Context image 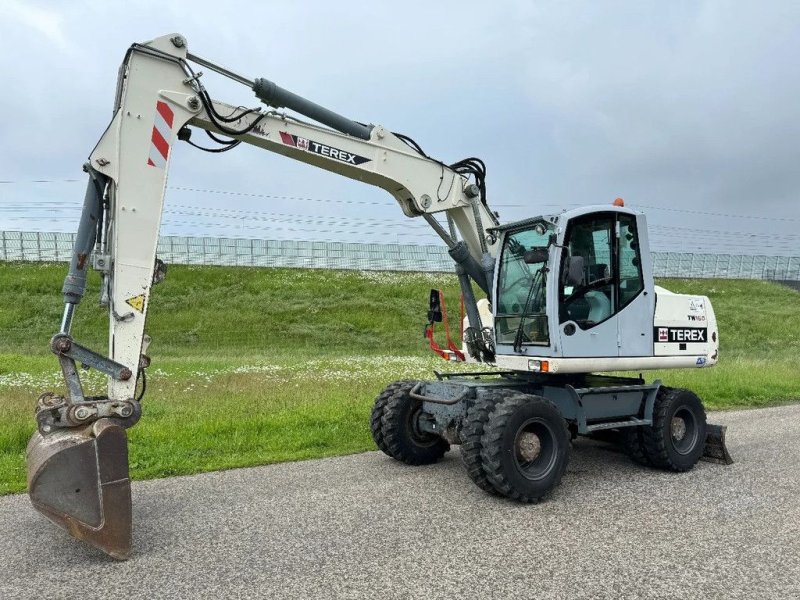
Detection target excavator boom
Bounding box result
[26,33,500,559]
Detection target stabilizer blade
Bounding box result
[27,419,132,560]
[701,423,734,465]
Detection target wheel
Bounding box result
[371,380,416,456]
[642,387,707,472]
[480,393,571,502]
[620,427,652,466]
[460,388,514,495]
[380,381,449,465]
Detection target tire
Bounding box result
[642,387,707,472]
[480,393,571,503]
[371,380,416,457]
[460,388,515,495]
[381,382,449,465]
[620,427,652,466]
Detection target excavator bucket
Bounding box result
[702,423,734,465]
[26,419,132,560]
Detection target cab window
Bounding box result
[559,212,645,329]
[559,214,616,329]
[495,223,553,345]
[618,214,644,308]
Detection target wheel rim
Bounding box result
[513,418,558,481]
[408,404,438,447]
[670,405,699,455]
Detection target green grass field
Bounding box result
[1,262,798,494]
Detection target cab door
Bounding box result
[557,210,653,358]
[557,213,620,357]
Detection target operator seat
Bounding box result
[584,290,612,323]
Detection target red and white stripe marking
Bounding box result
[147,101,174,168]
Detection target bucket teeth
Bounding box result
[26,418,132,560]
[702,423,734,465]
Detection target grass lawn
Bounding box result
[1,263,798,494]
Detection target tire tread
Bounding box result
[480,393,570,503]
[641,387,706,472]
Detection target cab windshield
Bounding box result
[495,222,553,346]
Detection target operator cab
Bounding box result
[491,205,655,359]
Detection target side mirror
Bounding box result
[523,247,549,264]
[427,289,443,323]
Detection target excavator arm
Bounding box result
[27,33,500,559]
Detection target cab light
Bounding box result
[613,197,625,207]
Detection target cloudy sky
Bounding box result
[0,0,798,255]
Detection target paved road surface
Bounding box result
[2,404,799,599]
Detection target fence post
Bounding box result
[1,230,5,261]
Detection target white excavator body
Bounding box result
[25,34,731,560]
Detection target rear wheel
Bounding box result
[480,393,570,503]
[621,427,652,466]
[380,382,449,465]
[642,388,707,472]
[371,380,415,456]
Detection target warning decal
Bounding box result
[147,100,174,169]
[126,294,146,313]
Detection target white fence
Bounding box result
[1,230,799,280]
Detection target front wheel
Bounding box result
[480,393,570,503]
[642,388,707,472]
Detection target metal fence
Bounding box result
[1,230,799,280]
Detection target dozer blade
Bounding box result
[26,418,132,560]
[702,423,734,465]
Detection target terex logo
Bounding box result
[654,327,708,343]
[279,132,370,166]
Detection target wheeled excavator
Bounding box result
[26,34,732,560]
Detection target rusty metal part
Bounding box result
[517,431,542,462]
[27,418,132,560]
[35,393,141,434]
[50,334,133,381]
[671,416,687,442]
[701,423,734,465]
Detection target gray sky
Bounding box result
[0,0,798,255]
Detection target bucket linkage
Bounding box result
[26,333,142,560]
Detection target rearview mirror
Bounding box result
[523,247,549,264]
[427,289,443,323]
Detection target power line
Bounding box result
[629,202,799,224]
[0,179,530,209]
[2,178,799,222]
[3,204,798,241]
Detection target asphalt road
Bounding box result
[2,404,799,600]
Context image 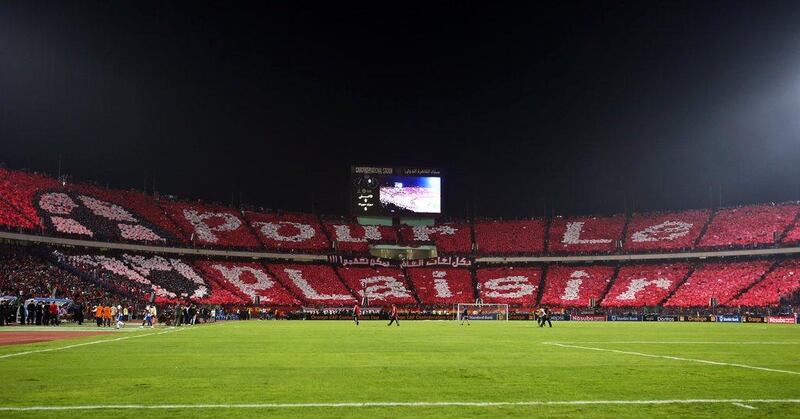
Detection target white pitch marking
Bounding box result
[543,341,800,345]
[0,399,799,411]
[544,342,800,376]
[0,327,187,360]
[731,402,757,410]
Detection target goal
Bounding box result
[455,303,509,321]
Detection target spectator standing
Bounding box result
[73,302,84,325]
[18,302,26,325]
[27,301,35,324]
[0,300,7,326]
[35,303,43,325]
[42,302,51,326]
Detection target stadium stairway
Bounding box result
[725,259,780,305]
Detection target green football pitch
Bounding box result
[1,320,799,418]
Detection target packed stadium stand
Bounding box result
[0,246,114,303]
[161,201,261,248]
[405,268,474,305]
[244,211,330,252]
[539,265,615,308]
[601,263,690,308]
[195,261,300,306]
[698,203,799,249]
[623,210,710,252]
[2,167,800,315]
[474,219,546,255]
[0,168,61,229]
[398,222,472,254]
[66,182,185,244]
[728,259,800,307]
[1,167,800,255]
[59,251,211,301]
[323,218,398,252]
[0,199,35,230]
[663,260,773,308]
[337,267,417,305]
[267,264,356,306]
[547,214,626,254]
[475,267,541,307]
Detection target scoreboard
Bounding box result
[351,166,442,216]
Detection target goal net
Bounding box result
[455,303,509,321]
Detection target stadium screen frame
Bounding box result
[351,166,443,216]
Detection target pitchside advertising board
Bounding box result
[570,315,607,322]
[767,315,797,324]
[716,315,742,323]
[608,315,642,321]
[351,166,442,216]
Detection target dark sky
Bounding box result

::::::::

Your instructions »
An image-free, exact version of the listing above is required.

Completed task »
Context image 
Detection target excavator boom
Bounding box result
[26,33,500,559]
Detection target stabilizer blade
Bounding box result
[27,419,132,560]
[701,423,734,465]
Detection target wheel
Bounding box result
[371,380,416,456]
[642,387,707,472]
[480,393,571,502]
[620,427,652,466]
[460,388,514,495]
[380,381,449,465]
Detection target tire
Bounding box result
[642,387,707,472]
[480,393,571,503]
[371,380,416,457]
[460,388,515,495]
[381,382,449,465]
[620,427,652,466]
Detection target excavator bucket
Bounding box result
[702,423,734,465]
[26,419,132,560]
Detection target cab window
Bounding box result
[559,212,645,329]
[559,214,616,329]
[495,223,553,345]
[618,214,644,308]
Detection target wheel rim
Bounding box result
[513,418,558,481]
[408,404,438,447]
[670,405,699,455]
Detection target green grass field
Bounding box result
[1,262,798,494]
Detection target cab door
Bounding box result
[557,210,653,358]
[557,213,620,357]
Detection target operator seat
Bounding box result
[584,290,612,323]
Detection target red and white stripe marking
Bounding box result
[147,101,174,168]
Detection target bucket teeth
Bounding box result
[26,418,132,560]
[702,423,734,465]
Detection target grass lawn
Bounding box result
[1,263,798,494]
Detection target tire tread
Bounding box result
[480,393,570,503]
[641,387,706,472]
Detection target cab windshield
Bounding box result
[495,222,553,346]
Detection target operator cab
Bounding box result
[491,205,655,359]
Detection target side mirror
Bounding box result
[523,247,549,264]
[427,289,443,323]
Detection target excavator arm
Bounding box result
[27,33,500,559]
Detection target cab light
Bounding box result
[613,197,625,207]
Detection target cloudy sky
Bounding box result
[0,0,798,255]
Detection target paved road surface
Bounding box result
[2,404,799,599]
Detection target fence post
Bounding box result
[1,230,5,261]
Detection target white excavator body
Bounding box result
[25,34,731,560]
Detection target rear wheel
Bounding box result
[480,393,570,503]
[621,427,652,466]
[380,382,449,465]
[642,388,707,472]
[371,380,415,456]
Detection target warning decal
Bounding box result
[147,100,174,169]
[126,294,146,313]
Detection target white fence
Bounding box result
[1,230,799,280]
Detection target front wheel
Bounding box result
[480,393,570,503]
[642,388,707,472]
Detection target metal fence
Bounding box result
[1,230,799,280]
Detection target dozer blade
Bounding box result
[26,418,132,560]
[702,423,734,465]
Detection target terex logo
Bounding box result
[654,327,708,343]
[279,132,370,166]
Detection target wheeled excavator
Bounding box result
[26,34,732,560]
Detection target rusty metal part
Bounding box result
[517,431,542,462]
[27,418,132,560]
[35,393,141,434]
[50,334,133,381]
[671,416,687,442]
[701,423,734,465]
Detection target gray sky
Bounding box result
[0,0,798,255]
Detection target bucket linkage
Bounding box result
[26,333,142,560]
Detection target rearview mirror
Bounding box result
[523,247,549,264]
[427,289,443,323]
Detection target power line
Bounding box result
[629,202,799,224]
[0,179,530,209]
[2,178,799,222]
[3,204,798,241]
Detection target asphalt road
Bounding box result
[2,404,799,600]
Context image 
Detection target white pitch marking
Bounding box result
[543,341,800,345]
[0,399,799,411]
[544,342,800,376]
[0,327,187,360]
[731,402,757,410]
Detection target goal
Bounding box result
[455,303,509,321]
Detection target spectator standing
Bounding box result
[73,302,84,325]
[18,302,26,325]
[27,301,35,324]
[0,300,7,326]
[35,303,43,325]
[42,302,51,326]
Detection target stadium stairway
Bounding box result
[725,259,780,305]
Detection target green football pitch
Bounding box result
[1,320,799,418]
Detection target packed stadium stand
Bounding box result
[0,246,114,303]
[161,201,261,248]
[405,268,474,305]
[244,211,330,252]
[539,265,615,308]
[601,263,690,308]
[195,261,300,306]
[698,203,799,249]
[623,210,710,252]
[2,167,800,315]
[474,219,546,255]
[0,168,61,229]
[398,222,472,254]
[66,182,185,244]
[728,259,800,307]
[1,167,800,255]
[59,251,211,301]
[323,218,398,252]
[0,199,35,230]
[663,260,773,308]
[337,267,417,305]
[267,264,356,306]
[547,214,626,254]
[475,267,541,307]
Detection target scoreboard
Bounding box result
[351,166,442,216]
Detection target goal net
Bounding box result
[455,303,509,321]
Detection target stadium screen frame
Bounding box result
[351,166,443,216]
Detection target pitchside advertising board
Bounding box result
[570,315,607,322]
[767,315,797,324]
[716,315,742,323]
[608,315,642,321]
[351,166,442,216]
Detection target dark sky
Bounding box result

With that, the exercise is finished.